> [WHAT YOU ARE ASKED TO DO] Among the lines of data below, reproduce only those from the one with "Could you point to the van grille" through the one with "Could you point to the man", exactly as they stand, both ends included.
━━ ENTRIES PROVIDED ━━
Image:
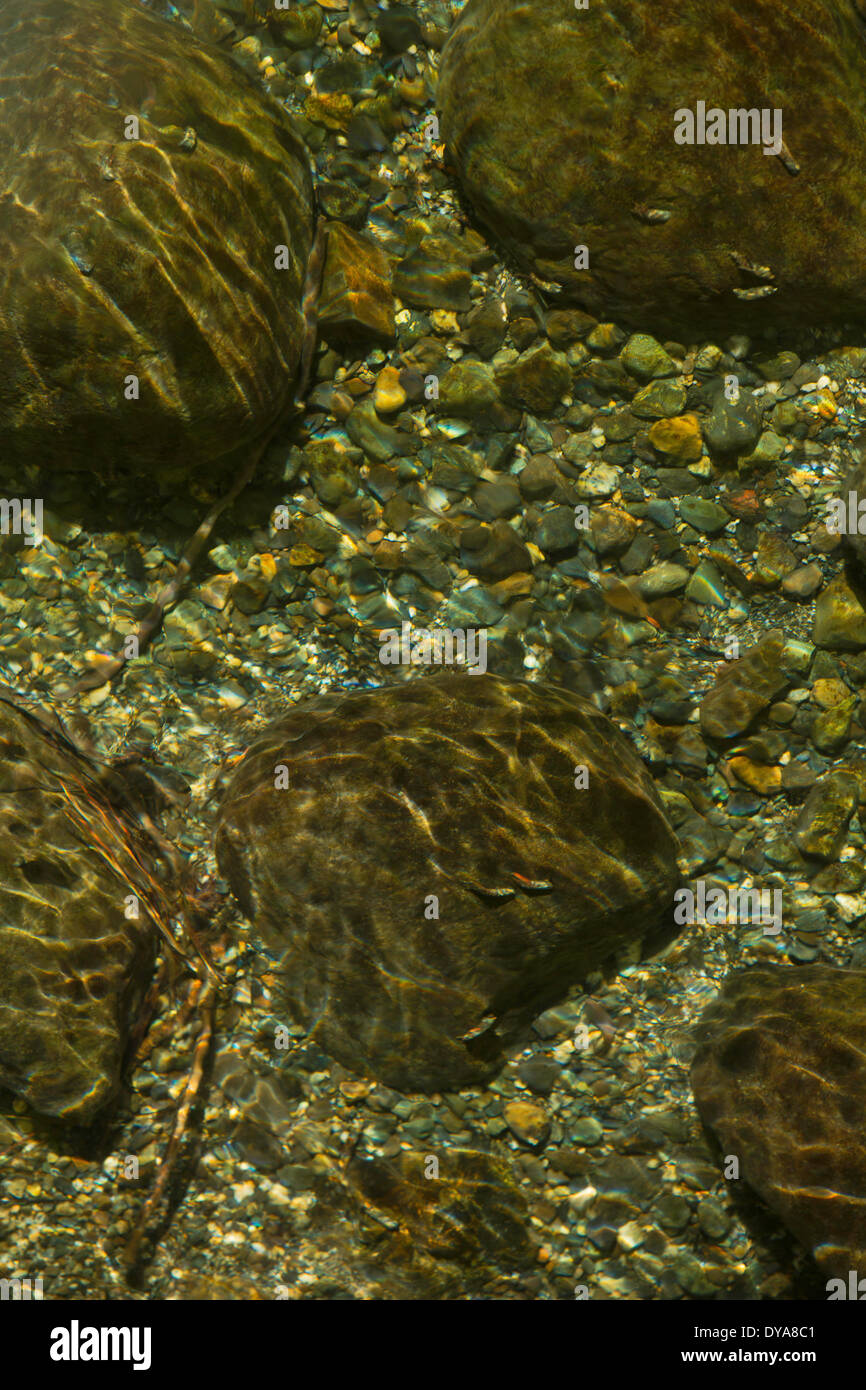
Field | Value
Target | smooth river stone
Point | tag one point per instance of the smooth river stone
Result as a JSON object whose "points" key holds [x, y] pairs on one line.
{"points": [[453, 790], [780, 1077], [150, 257], [74, 969], [560, 121]]}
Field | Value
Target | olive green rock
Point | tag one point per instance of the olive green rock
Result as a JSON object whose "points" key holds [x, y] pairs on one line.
{"points": [[426, 873], [74, 966], [146, 320], [780, 1077], [744, 688], [560, 125]]}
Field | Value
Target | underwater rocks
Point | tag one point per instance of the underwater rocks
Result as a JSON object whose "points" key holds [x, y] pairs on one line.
{"points": [[424, 870], [745, 688], [74, 968], [780, 1077], [146, 323], [560, 124]]}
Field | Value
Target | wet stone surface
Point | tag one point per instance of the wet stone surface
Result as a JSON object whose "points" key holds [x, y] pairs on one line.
{"points": [[394, 499]]}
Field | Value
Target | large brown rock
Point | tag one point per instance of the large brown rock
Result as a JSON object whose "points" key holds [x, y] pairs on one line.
{"points": [[780, 1077], [150, 257], [424, 870], [74, 966], [560, 124]]}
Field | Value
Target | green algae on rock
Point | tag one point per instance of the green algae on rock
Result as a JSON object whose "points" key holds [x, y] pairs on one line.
{"points": [[150, 280], [427, 875], [74, 966], [780, 1077], [560, 124]]}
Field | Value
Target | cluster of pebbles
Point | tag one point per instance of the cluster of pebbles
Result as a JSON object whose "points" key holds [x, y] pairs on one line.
{"points": [[434, 480]]}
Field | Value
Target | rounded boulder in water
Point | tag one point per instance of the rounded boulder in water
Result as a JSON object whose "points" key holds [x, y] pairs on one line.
{"points": [[149, 321], [569, 128], [430, 870]]}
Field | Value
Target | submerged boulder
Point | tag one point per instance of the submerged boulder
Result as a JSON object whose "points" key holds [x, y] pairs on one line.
{"points": [[146, 319], [560, 123], [780, 1077], [74, 966], [428, 866]]}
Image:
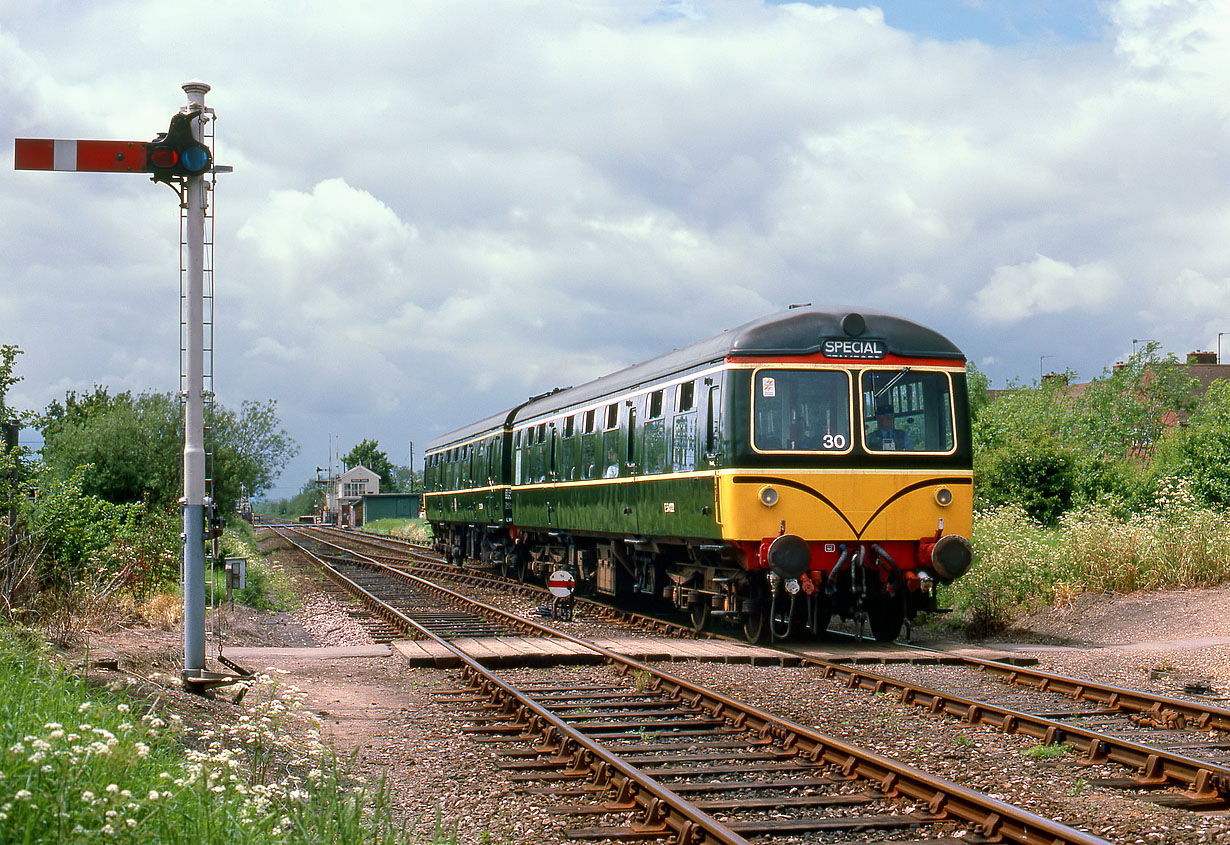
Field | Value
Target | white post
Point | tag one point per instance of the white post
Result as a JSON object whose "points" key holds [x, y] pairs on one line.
{"points": [[194, 412]]}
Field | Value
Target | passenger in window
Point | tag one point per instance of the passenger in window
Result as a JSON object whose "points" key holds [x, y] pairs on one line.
{"points": [[887, 437]]}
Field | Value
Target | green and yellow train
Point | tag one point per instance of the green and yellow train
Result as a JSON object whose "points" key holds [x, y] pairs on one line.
{"points": [[800, 466]]}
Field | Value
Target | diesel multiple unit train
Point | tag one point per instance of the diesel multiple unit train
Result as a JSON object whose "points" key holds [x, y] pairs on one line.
{"points": [[800, 466]]}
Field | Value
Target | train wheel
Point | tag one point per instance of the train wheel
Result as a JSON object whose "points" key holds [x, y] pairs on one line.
{"points": [[699, 610], [886, 616]]}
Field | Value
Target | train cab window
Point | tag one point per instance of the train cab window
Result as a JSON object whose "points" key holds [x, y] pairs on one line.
{"points": [[907, 410], [801, 411]]}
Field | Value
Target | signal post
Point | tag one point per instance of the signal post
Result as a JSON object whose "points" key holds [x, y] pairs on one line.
{"points": [[180, 159]]}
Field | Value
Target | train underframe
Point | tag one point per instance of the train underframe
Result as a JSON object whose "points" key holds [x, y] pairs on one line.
{"points": [[710, 581]]}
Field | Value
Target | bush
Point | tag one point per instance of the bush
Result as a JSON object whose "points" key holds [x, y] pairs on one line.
{"points": [[1038, 475], [1022, 566]]}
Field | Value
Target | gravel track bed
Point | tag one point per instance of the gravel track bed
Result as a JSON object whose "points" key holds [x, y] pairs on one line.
{"points": [[396, 726]]}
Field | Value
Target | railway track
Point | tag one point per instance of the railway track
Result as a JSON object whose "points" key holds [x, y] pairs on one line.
{"points": [[666, 757], [1172, 748]]}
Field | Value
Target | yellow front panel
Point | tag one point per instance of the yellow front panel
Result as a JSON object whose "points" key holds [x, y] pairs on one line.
{"points": [[844, 504]]}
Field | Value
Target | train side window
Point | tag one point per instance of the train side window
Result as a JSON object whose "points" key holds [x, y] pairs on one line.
{"points": [[656, 405], [711, 429], [685, 396], [654, 450]]}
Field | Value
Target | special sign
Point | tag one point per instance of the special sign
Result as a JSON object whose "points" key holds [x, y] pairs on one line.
{"points": [[561, 583], [848, 347]]}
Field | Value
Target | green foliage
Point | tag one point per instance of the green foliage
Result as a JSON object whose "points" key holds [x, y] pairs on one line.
{"points": [[1052, 752], [7, 361], [79, 764], [134, 447], [1201, 450], [1049, 448], [978, 386], [251, 448], [1021, 566], [368, 453], [1038, 475], [117, 547], [301, 504], [408, 529]]}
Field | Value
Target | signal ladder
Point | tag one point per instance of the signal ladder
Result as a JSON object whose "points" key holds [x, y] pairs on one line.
{"points": [[208, 303]]}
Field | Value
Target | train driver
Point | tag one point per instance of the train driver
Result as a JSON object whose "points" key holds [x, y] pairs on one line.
{"points": [[887, 436]]}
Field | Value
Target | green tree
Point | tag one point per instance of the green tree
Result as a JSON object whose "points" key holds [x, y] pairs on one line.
{"points": [[133, 447], [368, 453], [1201, 450], [978, 386], [251, 449], [1126, 412], [7, 359]]}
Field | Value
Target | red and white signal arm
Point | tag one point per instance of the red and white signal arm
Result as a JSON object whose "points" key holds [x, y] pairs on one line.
{"points": [[99, 156], [561, 583]]}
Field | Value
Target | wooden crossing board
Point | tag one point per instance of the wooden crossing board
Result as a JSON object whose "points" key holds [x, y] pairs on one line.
{"points": [[529, 652]]}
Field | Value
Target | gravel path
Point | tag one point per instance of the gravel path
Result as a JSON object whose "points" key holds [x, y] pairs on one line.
{"points": [[395, 723]]}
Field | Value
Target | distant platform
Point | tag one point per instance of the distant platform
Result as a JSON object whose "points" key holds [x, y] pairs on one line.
{"points": [[509, 652]]}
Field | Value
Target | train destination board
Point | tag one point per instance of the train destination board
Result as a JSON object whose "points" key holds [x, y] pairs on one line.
{"points": [[846, 347]]}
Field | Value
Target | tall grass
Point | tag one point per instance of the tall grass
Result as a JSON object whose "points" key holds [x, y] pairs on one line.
{"points": [[1021, 567], [87, 764]]}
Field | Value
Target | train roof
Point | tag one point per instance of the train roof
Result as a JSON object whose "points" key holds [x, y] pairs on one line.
{"points": [[796, 332]]}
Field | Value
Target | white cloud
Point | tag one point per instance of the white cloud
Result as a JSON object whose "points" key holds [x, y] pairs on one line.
{"points": [[1042, 287], [438, 209]]}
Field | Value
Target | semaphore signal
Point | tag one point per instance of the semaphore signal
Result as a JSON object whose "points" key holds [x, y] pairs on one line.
{"points": [[180, 159]]}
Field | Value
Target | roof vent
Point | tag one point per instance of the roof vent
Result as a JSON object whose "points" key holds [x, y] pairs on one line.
{"points": [[854, 325]]}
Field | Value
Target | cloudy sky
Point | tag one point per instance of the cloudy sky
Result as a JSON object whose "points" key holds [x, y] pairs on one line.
{"points": [[440, 208]]}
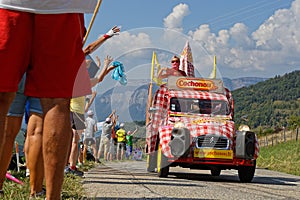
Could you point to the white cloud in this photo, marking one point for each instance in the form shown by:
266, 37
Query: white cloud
174, 20
273, 46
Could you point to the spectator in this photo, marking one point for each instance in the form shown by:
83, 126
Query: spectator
129, 143
77, 105
34, 159
121, 140
173, 71
89, 138
24, 36
106, 136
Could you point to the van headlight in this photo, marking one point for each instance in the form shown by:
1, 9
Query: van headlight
179, 125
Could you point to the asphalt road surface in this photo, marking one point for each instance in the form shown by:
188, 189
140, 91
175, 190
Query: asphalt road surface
130, 180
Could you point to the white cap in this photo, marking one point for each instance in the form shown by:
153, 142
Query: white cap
90, 112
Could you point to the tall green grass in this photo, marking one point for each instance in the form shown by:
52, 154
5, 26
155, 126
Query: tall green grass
72, 186
283, 157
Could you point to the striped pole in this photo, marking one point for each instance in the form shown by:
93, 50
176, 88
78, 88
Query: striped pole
17, 156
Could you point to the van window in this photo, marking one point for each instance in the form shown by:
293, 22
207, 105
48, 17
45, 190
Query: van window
199, 106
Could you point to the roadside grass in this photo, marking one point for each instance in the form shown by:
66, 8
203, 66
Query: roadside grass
283, 157
72, 186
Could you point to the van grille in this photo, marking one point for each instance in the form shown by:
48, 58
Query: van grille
212, 141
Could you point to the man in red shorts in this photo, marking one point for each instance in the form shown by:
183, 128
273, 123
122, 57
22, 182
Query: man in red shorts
45, 41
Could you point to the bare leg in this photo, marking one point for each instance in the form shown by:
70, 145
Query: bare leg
74, 148
34, 158
5, 146
56, 143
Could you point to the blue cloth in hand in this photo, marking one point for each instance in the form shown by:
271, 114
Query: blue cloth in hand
119, 73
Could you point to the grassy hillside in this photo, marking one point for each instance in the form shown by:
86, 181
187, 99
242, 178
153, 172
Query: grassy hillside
284, 157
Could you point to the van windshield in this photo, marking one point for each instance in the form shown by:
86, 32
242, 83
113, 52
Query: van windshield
199, 106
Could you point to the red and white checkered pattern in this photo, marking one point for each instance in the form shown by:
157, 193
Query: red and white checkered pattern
198, 125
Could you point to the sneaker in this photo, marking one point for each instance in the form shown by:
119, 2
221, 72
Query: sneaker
38, 194
75, 172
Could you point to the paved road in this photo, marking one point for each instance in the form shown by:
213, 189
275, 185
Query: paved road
130, 180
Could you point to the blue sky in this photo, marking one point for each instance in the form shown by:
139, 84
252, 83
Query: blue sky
257, 38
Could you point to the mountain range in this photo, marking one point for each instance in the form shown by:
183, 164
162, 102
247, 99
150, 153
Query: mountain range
130, 101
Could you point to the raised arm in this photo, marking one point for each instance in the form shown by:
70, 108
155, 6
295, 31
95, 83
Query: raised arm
105, 70
97, 43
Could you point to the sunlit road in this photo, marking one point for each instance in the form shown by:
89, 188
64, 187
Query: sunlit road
130, 180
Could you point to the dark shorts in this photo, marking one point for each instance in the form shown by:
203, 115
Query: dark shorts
77, 121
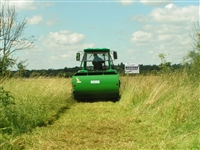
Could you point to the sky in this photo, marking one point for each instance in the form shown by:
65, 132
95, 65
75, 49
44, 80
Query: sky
139, 30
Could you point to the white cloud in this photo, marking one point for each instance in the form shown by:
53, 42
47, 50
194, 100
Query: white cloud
174, 14
63, 38
155, 2
141, 36
126, 2
140, 18
167, 32
35, 20
23, 5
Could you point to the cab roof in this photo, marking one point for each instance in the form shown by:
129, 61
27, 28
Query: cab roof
96, 49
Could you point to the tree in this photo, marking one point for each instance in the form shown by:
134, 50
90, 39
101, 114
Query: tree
11, 41
193, 56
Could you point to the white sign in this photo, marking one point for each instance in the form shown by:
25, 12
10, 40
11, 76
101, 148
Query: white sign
132, 68
95, 81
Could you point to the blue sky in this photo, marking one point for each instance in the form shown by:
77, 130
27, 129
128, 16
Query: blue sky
139, 30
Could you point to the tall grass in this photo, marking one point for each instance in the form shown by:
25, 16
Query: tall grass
166, 108
37, 102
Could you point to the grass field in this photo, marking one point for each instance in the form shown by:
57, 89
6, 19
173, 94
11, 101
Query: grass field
154, 112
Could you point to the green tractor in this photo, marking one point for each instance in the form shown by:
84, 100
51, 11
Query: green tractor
97, 78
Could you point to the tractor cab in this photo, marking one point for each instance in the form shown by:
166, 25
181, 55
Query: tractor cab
95, 59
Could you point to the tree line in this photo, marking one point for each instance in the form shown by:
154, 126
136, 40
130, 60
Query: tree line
11, 32
69, 72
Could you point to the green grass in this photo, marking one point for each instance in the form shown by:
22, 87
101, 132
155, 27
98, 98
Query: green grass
154, 112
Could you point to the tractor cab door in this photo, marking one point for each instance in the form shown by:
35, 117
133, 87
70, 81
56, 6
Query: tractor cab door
96, 61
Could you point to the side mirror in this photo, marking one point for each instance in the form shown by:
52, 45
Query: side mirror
78, 56
115, 55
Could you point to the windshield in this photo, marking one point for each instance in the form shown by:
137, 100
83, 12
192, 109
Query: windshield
96, 61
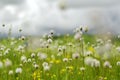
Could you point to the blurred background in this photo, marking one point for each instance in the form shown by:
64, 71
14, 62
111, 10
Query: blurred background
36, 17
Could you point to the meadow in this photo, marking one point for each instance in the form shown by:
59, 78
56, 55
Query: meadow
78, 56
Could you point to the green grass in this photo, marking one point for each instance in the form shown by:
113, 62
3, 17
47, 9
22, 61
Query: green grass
58, 70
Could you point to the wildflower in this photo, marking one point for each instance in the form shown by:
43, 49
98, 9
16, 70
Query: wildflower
78, 35
92, 62
3, 25
118, 63
22, 37
118, 49
20, 30
8, 63
82, 69
46, 68
23, 58
63, 48
45, 64
33, 55
29, 60
88, 53
75, 55
59, 49
18, 70
36, 66
51, 32
49, 36
10, 72
65, 59
49, 41
86, 29
95, 63
42, 56
1, 64
107, 64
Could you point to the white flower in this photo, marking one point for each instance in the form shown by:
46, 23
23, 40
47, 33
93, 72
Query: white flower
42, 56
18, 70
75, 55
10, 72
107, 64
1, 64
118, 63
8, 63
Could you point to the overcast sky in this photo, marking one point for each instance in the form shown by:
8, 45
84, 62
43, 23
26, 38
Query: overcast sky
38, 16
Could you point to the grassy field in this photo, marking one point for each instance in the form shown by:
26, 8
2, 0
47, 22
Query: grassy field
67, 57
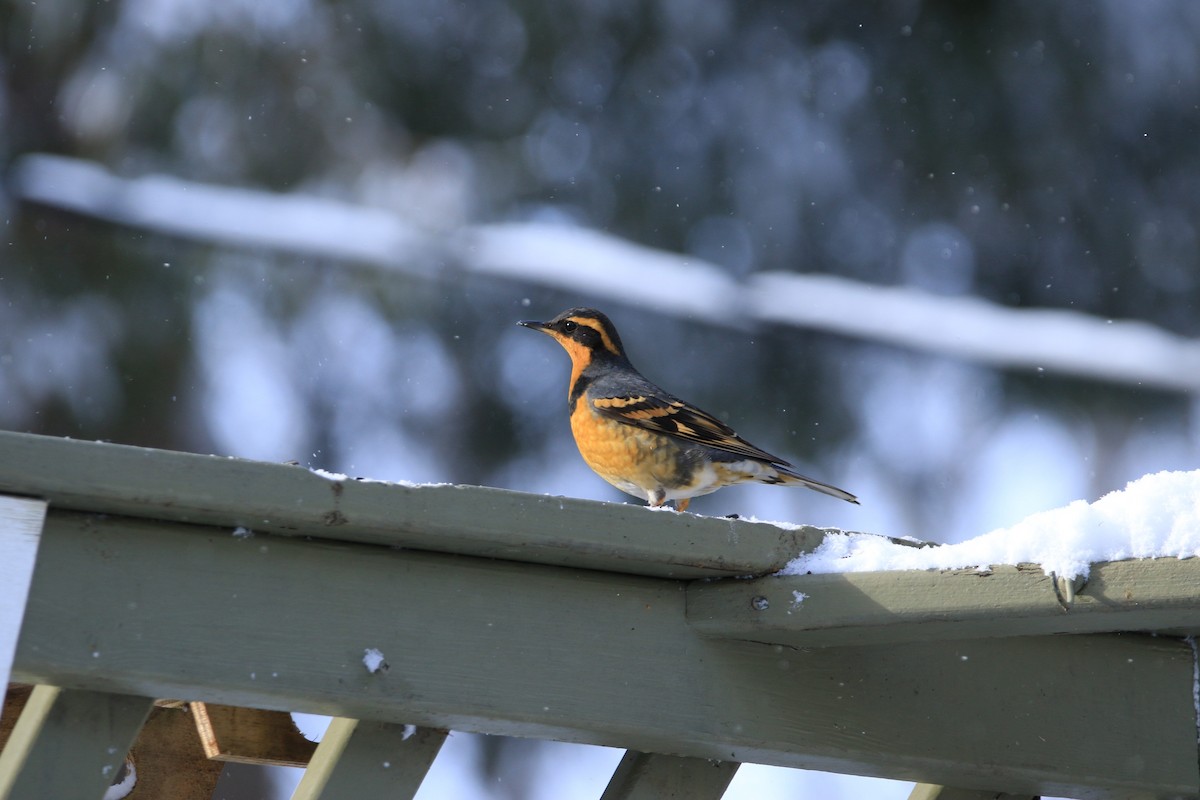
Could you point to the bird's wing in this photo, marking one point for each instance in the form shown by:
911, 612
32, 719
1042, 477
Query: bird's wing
675, 417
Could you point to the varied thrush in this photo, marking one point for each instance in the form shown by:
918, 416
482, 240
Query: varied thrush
643, 440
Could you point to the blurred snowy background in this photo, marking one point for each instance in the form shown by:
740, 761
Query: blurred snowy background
304, 230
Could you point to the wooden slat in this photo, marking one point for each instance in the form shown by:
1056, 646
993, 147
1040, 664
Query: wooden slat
652, 776
370, 761
13, 702
930, 792
282, 624
169, 761
291, 500
21, 529
69, 743
250, 735
886, 607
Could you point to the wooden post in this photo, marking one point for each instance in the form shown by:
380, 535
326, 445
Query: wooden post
652, 776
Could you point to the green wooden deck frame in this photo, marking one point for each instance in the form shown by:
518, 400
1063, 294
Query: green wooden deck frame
529, 615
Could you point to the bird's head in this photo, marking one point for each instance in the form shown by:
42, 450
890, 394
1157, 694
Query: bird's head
585, 334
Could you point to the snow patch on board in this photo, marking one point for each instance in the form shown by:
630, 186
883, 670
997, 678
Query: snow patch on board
1157, 516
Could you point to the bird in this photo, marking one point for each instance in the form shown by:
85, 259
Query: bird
645, 440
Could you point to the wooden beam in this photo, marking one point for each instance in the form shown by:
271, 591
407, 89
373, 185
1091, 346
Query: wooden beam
169, 761
21, 529
70, 743
930, 792
889, 607
291, 500
13, 703
282, 624
370, 761
653, 776
250, 735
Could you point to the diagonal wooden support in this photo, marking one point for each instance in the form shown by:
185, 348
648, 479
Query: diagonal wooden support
21, 530
169, 761
69, 743
251, 735
652, 776
931, 792
370, 761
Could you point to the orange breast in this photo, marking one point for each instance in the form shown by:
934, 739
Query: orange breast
631, 458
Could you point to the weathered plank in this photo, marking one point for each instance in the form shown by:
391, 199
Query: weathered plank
282, 623
169, 761
885, 607
250, 735
370, 761
475, 521
21, 529
69, 743
929, 792
653, 776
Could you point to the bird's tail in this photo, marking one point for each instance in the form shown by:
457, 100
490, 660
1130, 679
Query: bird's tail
791, 477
━━━
> [TASK SOLUTION]
Could you point to the van grille in this photo, marking one point for each instance in the form shown by:
48, 58
Query: van grille
212, 141
Could you point to the man in red shorts in this photo, marking one point for each instance in the form shown by:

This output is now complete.